Document source
Après avoir avoué ici-même mon détachement par rapport aux analyses les plus sagaces de nos joutes politiciennes, il m’est difficile de me joindre au flot des commentaires qui accompagnent les résultats du premier tour de la primaire de la gauche. À dire vrai, j’adhère au constat le plus largement partagé par les experts. Oui, nous assistons à une phase décisive du choc des deux gauches, une gauche de gouvernement, réaliste, et une gauche de contestation qui, avec Benoît Hamon, a même adopté une rhétorique utopiste. Comment n’en pas conclure que la situation du parti socialiste est extrêmement critique, qu’elle peut déboucher sur l’éclatement et sur l’effacement ? C’est Manuel Valls lui-même qui parlait de deux camps irréconciliables. Il a enfoncé un peu plus le clou, dimanche soir, en renvoyant son adversaire du second tour à ses promesses irréalisables et infinançables.
L’ancien Premier ministre est d’ailleurs, en ce sens, fidèle à une conviction bien ancrée chez lui. Invité sur notre antenne, il y a sept ans je crois, il ne m’apportait aucun démenti, lorsque je notais qu’il sacrifierait volontiers jusqu’au terme de socialisme, et lorsque je m’interrogeais devant lui : « Va-t-on comme en Italie, vers la disparition de la gauche classique, avec comme seule alternative possible l’émergence d’une sorte de Parti démocrate à l’américaine ? »1 Ce que Manuel Valls ne dit pas nettement aujourd’hui, pour ne pas ajouter au trouble de son parti, Emmanuel Macron l’affirme sans restriction aucune.

Données d'entrée
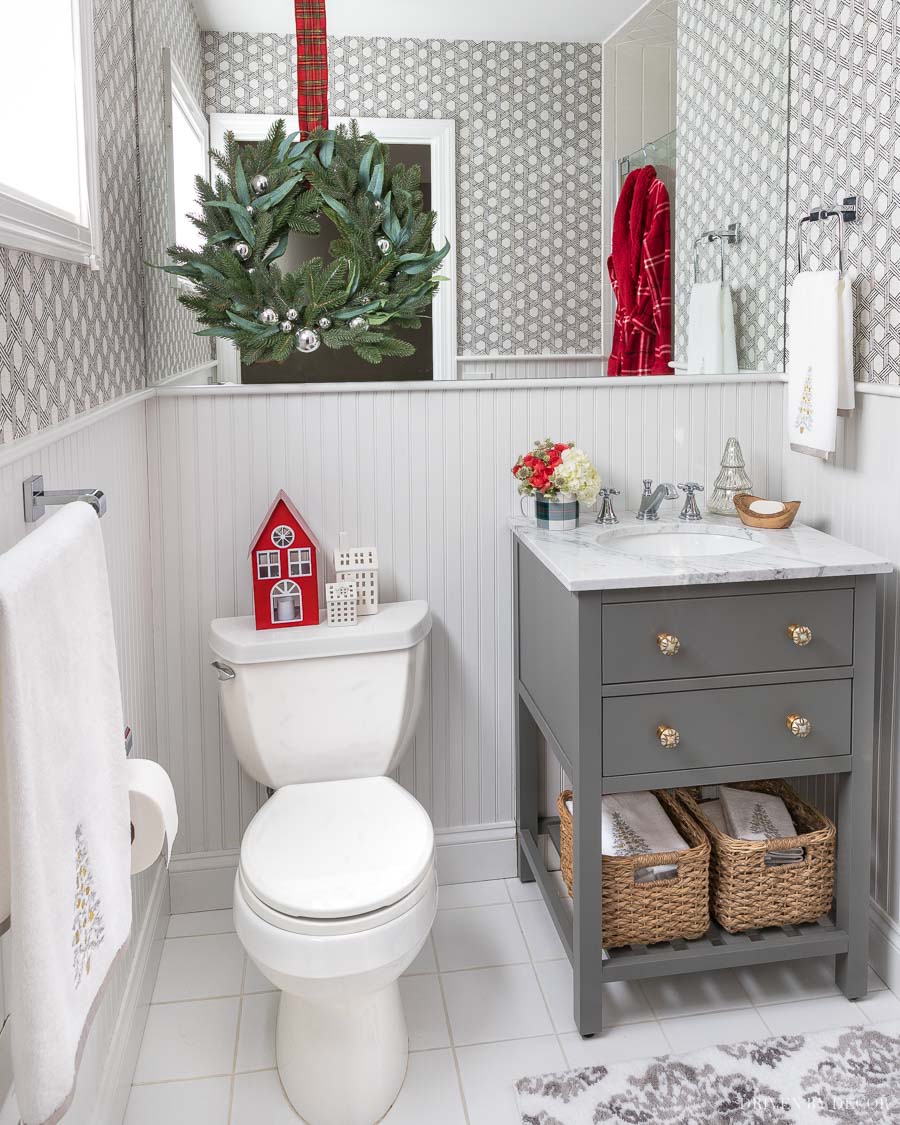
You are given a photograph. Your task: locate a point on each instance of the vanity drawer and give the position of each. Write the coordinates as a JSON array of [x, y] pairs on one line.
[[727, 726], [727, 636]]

Consigne
Recopiez fidèlement le passage du texte sur la primaire de la gauche qui va de « Après avoir avoué » jusqu'à « irréalisables et infinançables. ».

Réponse attendue
Après avoir avoué ici-même mon détachement par rapport aux analyses les plus sagaces de nos joutes politiciennes, il m’est difficile de me joindre au flot des commentaires qui accompagnent les résultats du premier tour de la primaire de la gauche. À dire vrai, j’adhère au constat le plus largement partagé par les experts. Oui, nous assistons à une phase décisive du choc des deux gauches, une gauche de gouvernement, réaliste, et une gauche de contestation qui, avec Benoît Hamon, a même adopté une rhétorique utopiste. Comment n’en pas conclure que la situation du parti socialiste est extrêmement critique, qu’elle peut déboucher sur l’éclatement et sur l’effacement ? C’est Manuel Valls lui-même qui parlait de deux camps irréconciliables. Il a enfoncé un peu plus le clou, dimanche soir, en renvoyant son adversaire du second tour à ses promesses irréalisables et infinançables.